CONSIGNES -
**a.** D'après l'article sur le Festival des solidarités internationales, à quelles dates l'événement s'est-il tenu à Lille ?
**b.** Relevez, dans l'article sur le Festival des solidarités internationales, toutes les activités que « Les Vertimbrés » citent pour illustrer l'engouement de leurs interlocuteurs sénégalais.
**c.** Traduisez en anglais la phrase suivante de l'article sur le Festival des solidarités internationales : « Une chose est sure, la langue n’a pas fait obstacle aux projets de ces jeunes engagés. »

Du 20 au 24 novembre, le Festival des solidarités internationales a fait son grand retour à Lille. Pour cette 21e édition intitulée « Quand les cultures font bouger le monde », l’événement a rassemblé associations et visiteurs autour d’une vingtaine d’ateliers. Une expérience qui se veut fédératrice, et qui a permis d’interroger le règne de l’individualisme dans notre société.
Sous les charpentes métalliques de la Halle aux Sucres lilloise, l’appréhension des intervenants d’un des premiers événements du festival s’est rapidement dissipée quand les micros se sont allumés. Animateurs radios d’un soir, ces jeunes ont réalisé une émission en direct sur Radio Campus et Radio Boomerang. Un exercice déjà difficile qui s’est de surcroît déroulé dans un cadre particulier. En effet, le studio d’enregistrement s’était transformé en une scène surplombant une trentaine de spectateurs. Au fil de l’émission, les chroniqueurs ont donné la parole aux lauréats des bourses de solidarité de l’an passé. Référence à leurs uniformes vert sapin et à leur action environnementale, l’équipe des « Vertimbrés » des Scouts et Guides de France font partie des associations venues rendre compte de leur expérience. Pour Antonin, membre de ce groupe, son séjour à l’étranger a été formateur. « Mon voyage au Sénégal m’a permis d’avoir une nouvelle vision du monde« .

Titouan, Antonin et Saskia (membres des « Vertimbrés ») lors de l’événement « Les jeunes prennent la parole » (Photos Marguerite Lecas)
« Pour demander une bassine pour laver le linge, on faisait avec des grimaces ou des gestes ; dans le supermarché, on faisait avec Google Traduction. Mais on s'en sortait toujours ! »

« Les Vertimbrés » confient avoir été surpris par la facilité avec laquelle ils ont réussi à susciter l’engouement chez leurs interlocuteurs sénégalais, « qu’il s’agisse de planter des arbres, de reconstruire un toit ou même de faire une thèque ». Une chose est sure, la langue n’a pas fait obstacle aux projets de ces jeunes engagés. Camilia, ancienne chargée de communication pour « La Goutte d’eau », raconte son aventure au Vietnam : « On n’était pas toujours avec les jeunes (qui parlaient anglais), notamment à l’hôtel. Pour demander une bassine pour laver le linge, on faisait avec des grimaces ou des gestes ; dans le supermarché, on faisait avec Google Traduction. Mais on s’en sortait toujours ! » Le témoignage de Camélia permet de comprendre qu’une société interculturelle n’est pas nécessairement obstacle au partage et à la solidarité.

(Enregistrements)
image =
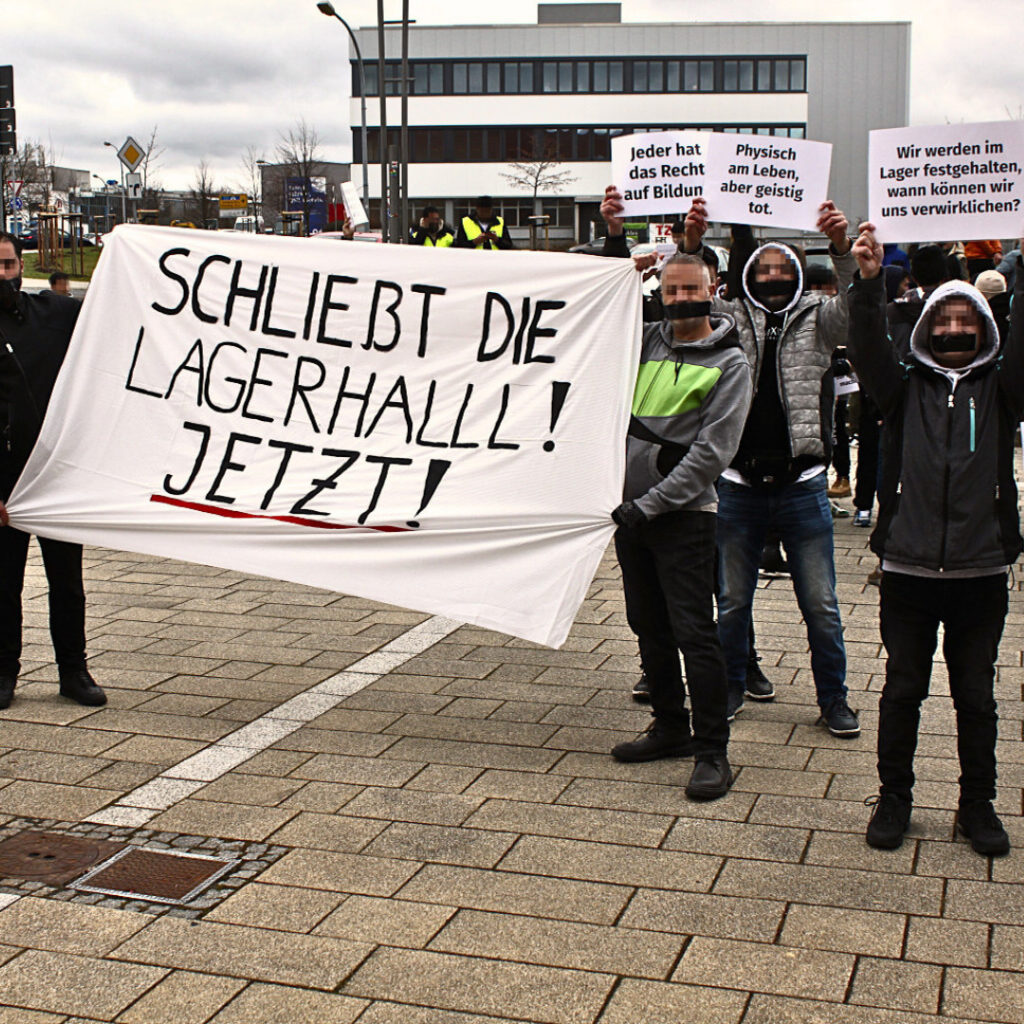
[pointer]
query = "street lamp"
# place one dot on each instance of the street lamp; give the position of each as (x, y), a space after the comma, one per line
(107, 201)
(124, 213)
(328, 8)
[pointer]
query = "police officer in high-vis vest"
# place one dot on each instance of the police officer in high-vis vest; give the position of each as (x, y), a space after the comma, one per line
(432, 230)
(484, 230)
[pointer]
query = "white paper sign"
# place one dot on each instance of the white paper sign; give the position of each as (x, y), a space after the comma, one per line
(353, 205)
(947, 182)
(440, 430)
(658, 171)
(761, 179)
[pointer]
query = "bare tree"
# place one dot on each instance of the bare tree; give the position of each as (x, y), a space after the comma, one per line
(545, 174)
(299, 156)
(252, 175)
(204, 194)
(151, 186)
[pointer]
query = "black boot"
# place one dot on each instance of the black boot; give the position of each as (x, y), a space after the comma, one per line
(654, 742)
(712, 777)
(81, 687)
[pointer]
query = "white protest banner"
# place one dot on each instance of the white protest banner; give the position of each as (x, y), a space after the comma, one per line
(658, 171)
(762, 179)
(946, 182)
(442, 430)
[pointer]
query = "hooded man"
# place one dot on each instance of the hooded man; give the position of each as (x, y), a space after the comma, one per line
(692, 391)
(35, 332)
(947, 530)
(777, 479)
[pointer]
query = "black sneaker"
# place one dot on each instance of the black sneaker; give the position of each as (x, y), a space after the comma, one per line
(641, 690)
(654, 743)
(841, 719)
(979, 822)
(758, 686)
(81, 687)
(711, 778)
(890, 820)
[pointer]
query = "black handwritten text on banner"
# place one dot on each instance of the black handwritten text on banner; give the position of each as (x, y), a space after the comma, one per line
(423, 427)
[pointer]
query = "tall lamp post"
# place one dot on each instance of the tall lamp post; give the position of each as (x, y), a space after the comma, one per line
(328, 9)
(124, 213)
(107, 198)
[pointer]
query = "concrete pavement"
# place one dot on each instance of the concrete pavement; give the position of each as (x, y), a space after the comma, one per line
(430, 829)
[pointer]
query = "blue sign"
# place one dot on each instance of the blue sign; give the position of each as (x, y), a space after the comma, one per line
(309, 196)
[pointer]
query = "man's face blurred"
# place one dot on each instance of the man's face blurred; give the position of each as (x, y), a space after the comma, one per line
(10, 263)
(685, 283)
(956, 333)
(774, 269)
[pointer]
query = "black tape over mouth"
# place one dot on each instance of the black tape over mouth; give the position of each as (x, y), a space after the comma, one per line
(687, 310)
(947, 343)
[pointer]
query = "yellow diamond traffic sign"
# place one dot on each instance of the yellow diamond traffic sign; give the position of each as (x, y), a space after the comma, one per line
(131, 154)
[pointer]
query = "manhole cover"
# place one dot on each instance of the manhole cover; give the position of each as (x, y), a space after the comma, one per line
(50, 858)
(155, 875)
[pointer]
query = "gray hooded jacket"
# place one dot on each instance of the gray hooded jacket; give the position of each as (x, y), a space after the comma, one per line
(814, 325)
(948, 500)
(689, 406)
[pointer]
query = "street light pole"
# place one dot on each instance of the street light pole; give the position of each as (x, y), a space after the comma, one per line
(124, 212)
(328, 8)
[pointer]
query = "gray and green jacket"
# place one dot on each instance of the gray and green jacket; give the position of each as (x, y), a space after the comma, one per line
(689, 406)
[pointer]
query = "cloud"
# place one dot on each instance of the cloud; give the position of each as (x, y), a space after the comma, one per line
(219, 76)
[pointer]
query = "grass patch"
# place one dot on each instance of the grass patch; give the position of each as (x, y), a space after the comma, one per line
(89, 256)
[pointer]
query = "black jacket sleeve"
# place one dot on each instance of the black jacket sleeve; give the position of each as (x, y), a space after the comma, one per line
(1012, 368)
(870, 350)
(614, 245)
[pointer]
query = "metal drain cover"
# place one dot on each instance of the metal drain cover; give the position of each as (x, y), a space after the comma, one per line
(159, 876)
(48, 857)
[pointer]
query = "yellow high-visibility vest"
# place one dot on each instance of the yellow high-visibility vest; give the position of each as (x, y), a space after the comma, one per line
(473, 229)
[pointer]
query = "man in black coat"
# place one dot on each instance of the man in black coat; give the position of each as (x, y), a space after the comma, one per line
(948, 527)
(35, 332)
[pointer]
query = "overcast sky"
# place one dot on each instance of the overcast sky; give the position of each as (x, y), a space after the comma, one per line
(218, 76)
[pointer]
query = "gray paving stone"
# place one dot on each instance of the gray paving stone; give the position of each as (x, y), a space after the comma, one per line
(469, 983)
(701, 913)
(571, 822)
(833, 887)
(509, 892)
(606, 862)
(559, 943)
(762, 968)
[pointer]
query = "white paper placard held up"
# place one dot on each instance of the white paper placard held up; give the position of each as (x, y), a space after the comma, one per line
(763, 179)
(658, 171)
(436, 430)
(947, 182)
(353, 205)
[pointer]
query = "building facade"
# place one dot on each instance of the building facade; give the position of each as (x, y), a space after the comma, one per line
(482, 97)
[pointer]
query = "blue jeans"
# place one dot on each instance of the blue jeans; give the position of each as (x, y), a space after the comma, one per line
(800, 513)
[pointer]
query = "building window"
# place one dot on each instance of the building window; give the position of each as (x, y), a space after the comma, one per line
(570, 76)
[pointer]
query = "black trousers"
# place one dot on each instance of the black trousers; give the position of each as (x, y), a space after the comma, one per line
(972, 612)
(868, 441)
(669, 579)
(62, 562)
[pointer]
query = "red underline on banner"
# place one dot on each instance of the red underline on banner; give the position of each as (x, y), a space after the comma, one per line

CORRIGÉS -
**a.** Du 20 au 24 novembre.

**b.** Planter des arbres ; reconstruire un toit ; faire une thèque.

**c.** One thing is certain: language did not stand in the way of these committed young people's projects.